What to do:
1 – In the fuel cell text, what is the largest system described?
2 – Revise the part of the fuel cell text that begins with "Portable fuel cell systems, especially" and ends with "anything we've seen.", changing "complex" to "intricate".

Extract:
Portable fuel cell systems, especially with chemical-based hydrogen generation systems, are some of the most complex, temperamental, and challenging devices we've designed... and the most fun!  Fuel cell stacks have extremely complex operational characteristics that must be tested exhaustively and characterized very thoroughly.  Fuel cell systems invariably involve management of gases, liquids, heat, electrical output, air and hydrogen purity, electromagnetic interference, acoustic output, regulatory requirements, and user interaction.   Fuel cell system technology is about as multi-disciplinary as anything we've seen.

We have played leading and primary supporting roles in the design of portable fuel cell systems, for military development contracts and commercial applications, since 2004.  Many "clean sheet of paper" concepts have been created in the initial stages of projects.  Systems models have been built and used to configure and size hybrid fuel cell systems to achieve the desired output, such as fuel cell stack and battery sizing for an intermittent load (e.g. a transmitting military radio), as well as to plan subsystem/module partitioning and power conversion strategies.  We have performed all levels of mechanical design such as "packaging" the system into a desired form factor, designing a new manifold or pump assembly, and integrating components and subsystems of a design in a manner that blurs the lines between engineering disciplines in order to minimize size, weight, and cost... and maximize all metrics of performance.  We then built and tested these designs.  Systems range from a 15W, 3" x 7" x 0.7" power module (includes hybrid battery and integrated hydrolysis management for chemical fuel cartridge) up to a larger, 100W hybrid system for military radio applications.  Additionally, we've designed several electrical/fluidic interfaces between system modules and/or fuel cartridges.

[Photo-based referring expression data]
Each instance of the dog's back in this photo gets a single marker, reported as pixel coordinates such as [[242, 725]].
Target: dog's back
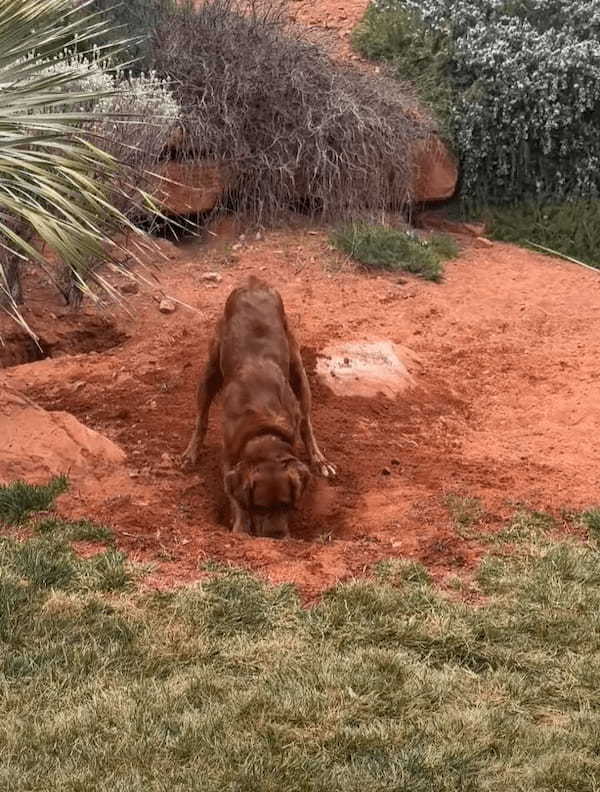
[[254, 328]]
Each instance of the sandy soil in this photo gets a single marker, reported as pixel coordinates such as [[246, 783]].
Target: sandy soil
[[505, 359]]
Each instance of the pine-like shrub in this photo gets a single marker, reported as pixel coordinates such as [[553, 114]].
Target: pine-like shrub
[[516, 84]]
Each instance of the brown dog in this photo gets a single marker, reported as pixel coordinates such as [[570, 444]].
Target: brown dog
[[254, 357]]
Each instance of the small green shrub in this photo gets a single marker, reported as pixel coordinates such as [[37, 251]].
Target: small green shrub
[[381, 247], [19, 499]]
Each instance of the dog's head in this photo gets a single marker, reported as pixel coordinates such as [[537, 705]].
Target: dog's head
[[269, 490]]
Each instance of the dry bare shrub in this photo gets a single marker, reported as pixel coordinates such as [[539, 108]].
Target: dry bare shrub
[[289, 123]]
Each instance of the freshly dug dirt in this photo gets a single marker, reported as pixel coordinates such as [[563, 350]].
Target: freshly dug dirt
[[37, 444], [504, 406]]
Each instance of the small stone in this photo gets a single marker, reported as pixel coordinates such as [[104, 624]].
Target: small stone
[[211, 277], [167, 306]]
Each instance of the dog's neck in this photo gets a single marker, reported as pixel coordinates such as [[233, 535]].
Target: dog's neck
[[273, 426]]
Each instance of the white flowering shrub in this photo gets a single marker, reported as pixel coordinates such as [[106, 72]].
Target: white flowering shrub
[[138, 117], [520, 84]]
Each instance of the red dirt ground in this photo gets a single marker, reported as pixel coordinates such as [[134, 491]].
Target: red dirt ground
[[505, 406]]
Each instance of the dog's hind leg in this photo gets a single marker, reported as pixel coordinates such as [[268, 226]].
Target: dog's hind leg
[[301, 387], [208, 387]]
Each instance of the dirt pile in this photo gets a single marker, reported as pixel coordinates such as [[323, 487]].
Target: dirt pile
[[503, 407], [36, 444]]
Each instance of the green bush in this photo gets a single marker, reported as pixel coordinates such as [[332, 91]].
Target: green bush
[[571, 229], [518, 88], [380, 247]]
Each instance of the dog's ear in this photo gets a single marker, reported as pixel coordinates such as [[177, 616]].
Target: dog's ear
[[239, 486], [299, 477]]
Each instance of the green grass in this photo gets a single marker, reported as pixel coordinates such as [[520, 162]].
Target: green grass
[[233, 686], [591, 521], [19, 499], [381, 247]]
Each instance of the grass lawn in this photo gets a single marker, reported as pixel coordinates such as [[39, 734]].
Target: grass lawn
[[387, 684]]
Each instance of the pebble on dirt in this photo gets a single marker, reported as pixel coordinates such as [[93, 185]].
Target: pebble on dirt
[[167, 306], [211, 277], [131, 287]]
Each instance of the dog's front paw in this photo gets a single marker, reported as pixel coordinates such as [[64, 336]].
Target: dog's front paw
[[241, 525], [325, 468], [189, 460]]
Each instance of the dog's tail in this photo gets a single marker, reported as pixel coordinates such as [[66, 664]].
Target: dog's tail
[[254, 282]]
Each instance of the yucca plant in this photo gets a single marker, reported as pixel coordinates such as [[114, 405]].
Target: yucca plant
[[54, 176]]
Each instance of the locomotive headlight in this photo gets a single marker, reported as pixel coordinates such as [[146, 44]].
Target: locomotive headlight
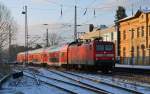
[[112, 58]]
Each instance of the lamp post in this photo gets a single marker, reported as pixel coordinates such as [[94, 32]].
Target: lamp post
[[26, 34], [47, 40]]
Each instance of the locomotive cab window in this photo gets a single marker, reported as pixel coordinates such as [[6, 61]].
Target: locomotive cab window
[[99, 47], [109, 47], [106, 47]]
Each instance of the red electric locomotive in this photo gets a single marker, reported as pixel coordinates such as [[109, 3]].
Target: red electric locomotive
[[95, 55]]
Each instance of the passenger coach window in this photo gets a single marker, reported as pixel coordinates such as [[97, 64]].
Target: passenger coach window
[[99, 47]]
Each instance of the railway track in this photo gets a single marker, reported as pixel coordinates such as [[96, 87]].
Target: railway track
[[67, 86], [95, 83]]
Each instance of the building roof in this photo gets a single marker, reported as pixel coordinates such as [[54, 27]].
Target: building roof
[[137, 14]]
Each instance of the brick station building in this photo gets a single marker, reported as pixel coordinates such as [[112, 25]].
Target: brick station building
[[135, 38]]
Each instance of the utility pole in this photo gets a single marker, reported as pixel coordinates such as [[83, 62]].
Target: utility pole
[[9, 43], [47, 40], [75, 24], [132, 9], [26, 34]]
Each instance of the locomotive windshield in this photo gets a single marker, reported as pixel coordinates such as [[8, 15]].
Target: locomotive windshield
[[104, 47]]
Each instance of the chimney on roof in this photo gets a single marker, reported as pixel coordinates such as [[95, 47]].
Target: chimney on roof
[[91, 27]]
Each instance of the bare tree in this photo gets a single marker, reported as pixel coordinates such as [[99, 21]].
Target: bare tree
[[6, 24], [54, 39]]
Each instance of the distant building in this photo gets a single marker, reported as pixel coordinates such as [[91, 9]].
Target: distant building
[[135, 38]]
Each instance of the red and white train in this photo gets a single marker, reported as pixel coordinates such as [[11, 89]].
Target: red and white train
[[96, 54]]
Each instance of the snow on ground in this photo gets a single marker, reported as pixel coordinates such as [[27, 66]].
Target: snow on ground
[[99, 85], [26, 85], [119, 82]]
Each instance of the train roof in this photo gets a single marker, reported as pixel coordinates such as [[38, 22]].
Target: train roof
[[47, 49]]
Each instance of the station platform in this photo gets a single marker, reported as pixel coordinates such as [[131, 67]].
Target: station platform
[[136, 69], [146, 67]]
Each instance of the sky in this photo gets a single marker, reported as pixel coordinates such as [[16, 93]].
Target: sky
[[49, 12]]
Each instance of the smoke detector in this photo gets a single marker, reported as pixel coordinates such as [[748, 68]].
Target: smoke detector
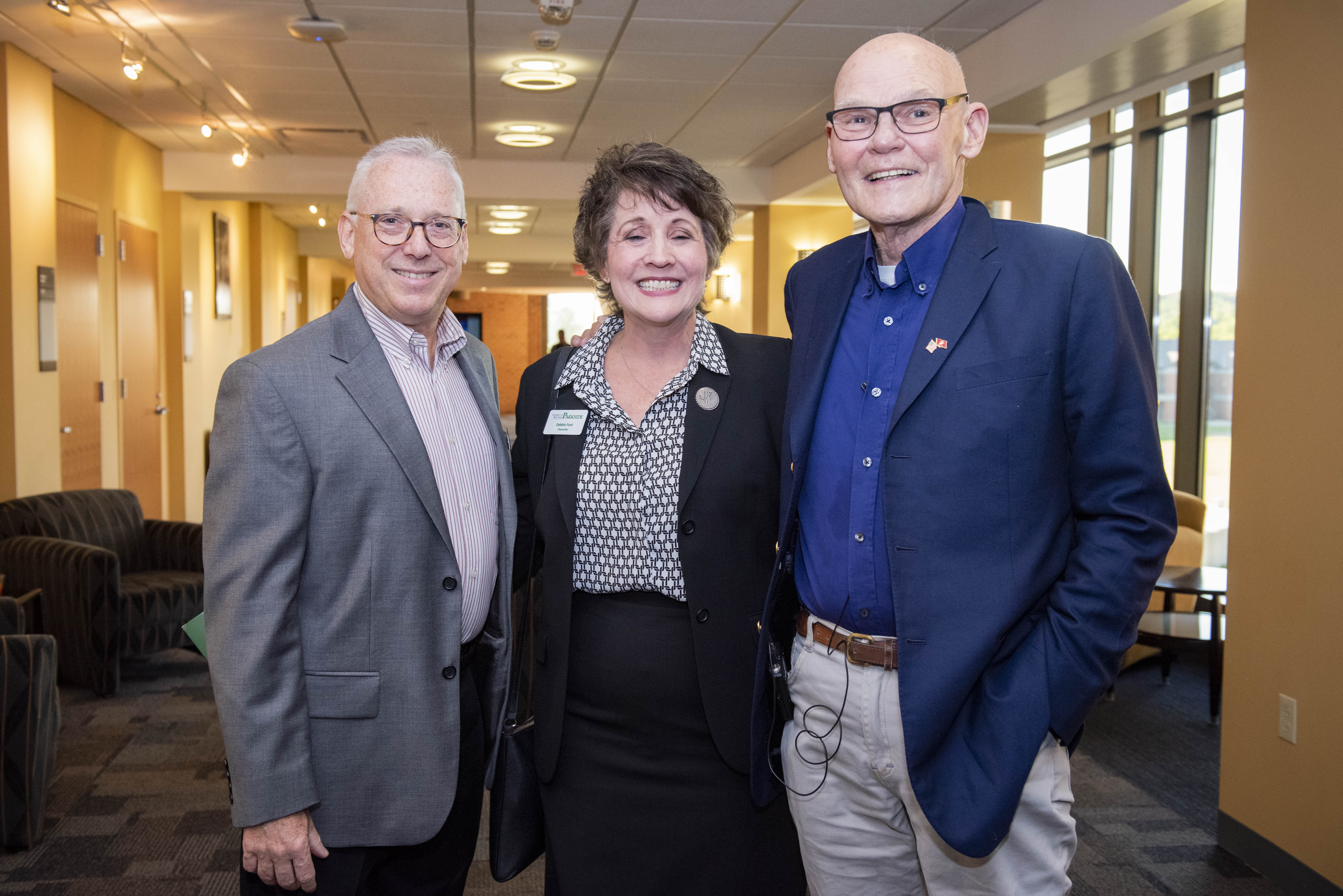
[[318, 30], [546, 40], [557, 13]]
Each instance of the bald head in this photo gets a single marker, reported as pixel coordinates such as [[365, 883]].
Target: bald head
[[902, 60], [903, 183]]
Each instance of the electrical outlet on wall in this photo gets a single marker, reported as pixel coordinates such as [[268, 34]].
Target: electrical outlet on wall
[[1287, 718]]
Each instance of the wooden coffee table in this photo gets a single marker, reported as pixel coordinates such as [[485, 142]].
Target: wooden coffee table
[[1198, 632]]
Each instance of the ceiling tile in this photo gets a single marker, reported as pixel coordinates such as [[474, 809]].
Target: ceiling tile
[[878, 14], [766, 11], [985, 14], [672, 66], [790, 71], [816, 41], [726, 38]]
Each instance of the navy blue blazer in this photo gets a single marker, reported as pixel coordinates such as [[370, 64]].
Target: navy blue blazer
[[1027, 507]]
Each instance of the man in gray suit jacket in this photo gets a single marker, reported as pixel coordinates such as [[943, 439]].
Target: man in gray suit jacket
[[359, 533]]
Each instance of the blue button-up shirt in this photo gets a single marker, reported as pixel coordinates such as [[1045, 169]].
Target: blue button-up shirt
[[841, 566]]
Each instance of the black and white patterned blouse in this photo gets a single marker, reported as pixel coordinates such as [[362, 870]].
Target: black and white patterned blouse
[[630, 476]]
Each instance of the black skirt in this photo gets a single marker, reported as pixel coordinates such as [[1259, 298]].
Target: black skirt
[[641, 801]]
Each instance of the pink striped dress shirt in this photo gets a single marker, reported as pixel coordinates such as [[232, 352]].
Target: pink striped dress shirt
[[460, 448]]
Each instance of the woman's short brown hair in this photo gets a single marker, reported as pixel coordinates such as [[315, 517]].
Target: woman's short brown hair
[[661, 175]]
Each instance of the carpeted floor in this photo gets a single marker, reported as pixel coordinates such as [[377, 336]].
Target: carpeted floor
[[140, 807]]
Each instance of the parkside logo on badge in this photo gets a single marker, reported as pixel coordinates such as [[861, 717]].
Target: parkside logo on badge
[[565, 424]]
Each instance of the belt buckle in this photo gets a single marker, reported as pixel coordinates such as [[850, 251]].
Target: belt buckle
[[848, 647]]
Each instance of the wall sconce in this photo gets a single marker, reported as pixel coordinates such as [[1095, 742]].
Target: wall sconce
[[727, 285]]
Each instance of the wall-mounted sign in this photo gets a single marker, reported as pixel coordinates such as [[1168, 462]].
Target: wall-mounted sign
[[46, 319], [224, 292]]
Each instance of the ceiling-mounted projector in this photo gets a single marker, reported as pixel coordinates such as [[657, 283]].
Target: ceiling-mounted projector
[[318, 30]]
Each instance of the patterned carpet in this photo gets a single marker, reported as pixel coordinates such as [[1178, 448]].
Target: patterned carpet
[[140, 805]]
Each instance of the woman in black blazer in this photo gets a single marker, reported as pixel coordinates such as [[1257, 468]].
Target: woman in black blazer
[[657, 523]]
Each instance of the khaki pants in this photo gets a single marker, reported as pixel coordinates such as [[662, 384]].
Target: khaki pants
[[861, 829]]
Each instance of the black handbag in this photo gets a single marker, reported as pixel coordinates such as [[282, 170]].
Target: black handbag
[[518, 824]]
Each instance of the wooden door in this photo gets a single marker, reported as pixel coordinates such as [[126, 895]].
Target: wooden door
[[142, 401], [77, 347]]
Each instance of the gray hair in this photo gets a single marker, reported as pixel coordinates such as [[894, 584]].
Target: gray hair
[[425, 148]]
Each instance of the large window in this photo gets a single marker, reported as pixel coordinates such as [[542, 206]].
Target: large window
[[1172, 195], [1170, 269], [1066, 199]]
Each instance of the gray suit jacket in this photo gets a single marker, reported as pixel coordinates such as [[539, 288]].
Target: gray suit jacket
[[326, 613]]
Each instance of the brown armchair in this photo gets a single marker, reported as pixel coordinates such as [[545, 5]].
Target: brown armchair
[[1188, 551], [30, 719], [113, 582]]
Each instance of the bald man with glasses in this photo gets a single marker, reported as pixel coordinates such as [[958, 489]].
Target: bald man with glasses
[[359, 534], [974, 511]]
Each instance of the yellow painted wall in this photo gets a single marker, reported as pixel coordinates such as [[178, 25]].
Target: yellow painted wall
[[320, 273], [30, 401], [1284, 609], [1009, 167], [104, 167], [734, 315], [793, 228], [218, 342]]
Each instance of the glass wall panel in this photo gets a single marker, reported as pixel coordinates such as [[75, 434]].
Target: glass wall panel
[[1224, 258], [1170, 268], [1067, 195], [1121, 198]]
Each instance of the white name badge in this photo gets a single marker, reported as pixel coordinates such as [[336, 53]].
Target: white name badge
[[565, 424]]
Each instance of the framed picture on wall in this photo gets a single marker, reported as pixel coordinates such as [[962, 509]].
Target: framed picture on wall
[[224, 288]]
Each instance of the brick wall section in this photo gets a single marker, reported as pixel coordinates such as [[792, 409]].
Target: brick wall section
[[514, 328]]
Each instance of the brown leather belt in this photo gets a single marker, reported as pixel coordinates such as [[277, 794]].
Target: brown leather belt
[[860, 649]]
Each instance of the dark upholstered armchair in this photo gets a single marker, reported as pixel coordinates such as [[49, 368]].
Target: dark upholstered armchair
[[30, 723], [113, 582]]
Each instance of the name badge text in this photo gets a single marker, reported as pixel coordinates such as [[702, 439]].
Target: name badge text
[[565, 422]]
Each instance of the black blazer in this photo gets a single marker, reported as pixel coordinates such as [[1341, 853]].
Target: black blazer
[[730, 516]]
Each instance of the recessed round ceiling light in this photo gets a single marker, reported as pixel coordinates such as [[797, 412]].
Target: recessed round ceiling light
[[528, 142], [538, 74]]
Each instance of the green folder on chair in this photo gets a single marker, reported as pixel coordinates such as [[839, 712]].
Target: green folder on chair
[[197, 632]]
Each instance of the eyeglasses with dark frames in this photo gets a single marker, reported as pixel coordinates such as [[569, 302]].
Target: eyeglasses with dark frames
[[911, 117], [395, 230]]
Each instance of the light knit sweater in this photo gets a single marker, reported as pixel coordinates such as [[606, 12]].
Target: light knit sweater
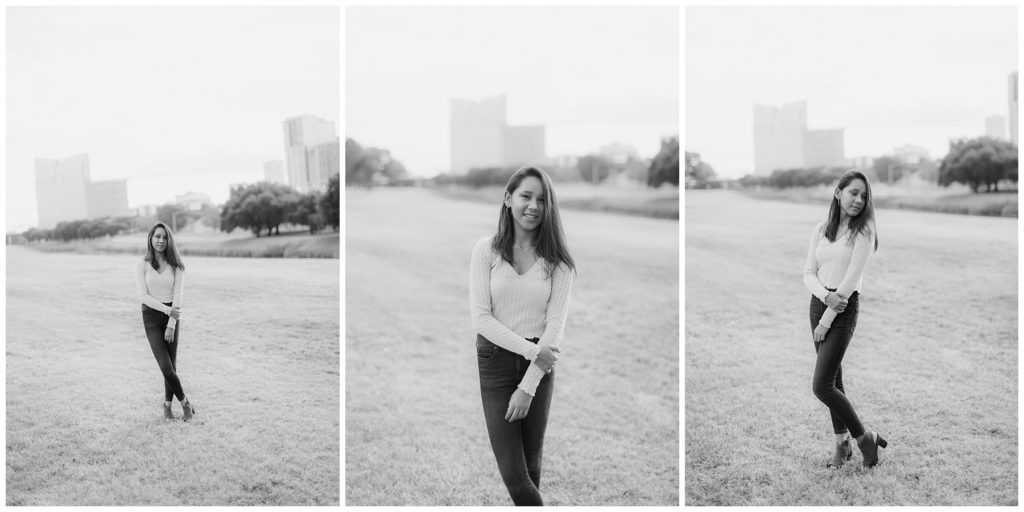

Answers for each item:
1 – A larger, 100W hybrid system for military radio applications.

2 –
Portable fuel cell systems, especially with chemical-based hydrogen generation systems, are some of the most intricate, temperamental, and challenging devices we've designed... and the most fun!  Fuel cell stacks have extremely intricate operational characteristics that must be tested exhaustively and characterized very thoroughly.  Fuel cell systems invariably involve management of gases, liquids, heat, electrical output, air and hydrogen purity, electromagnetic interference, acoustic output, regulatory requirements, and user interaction.   Fuel cell system technology is about as multi-disciplinary as anything we've seen.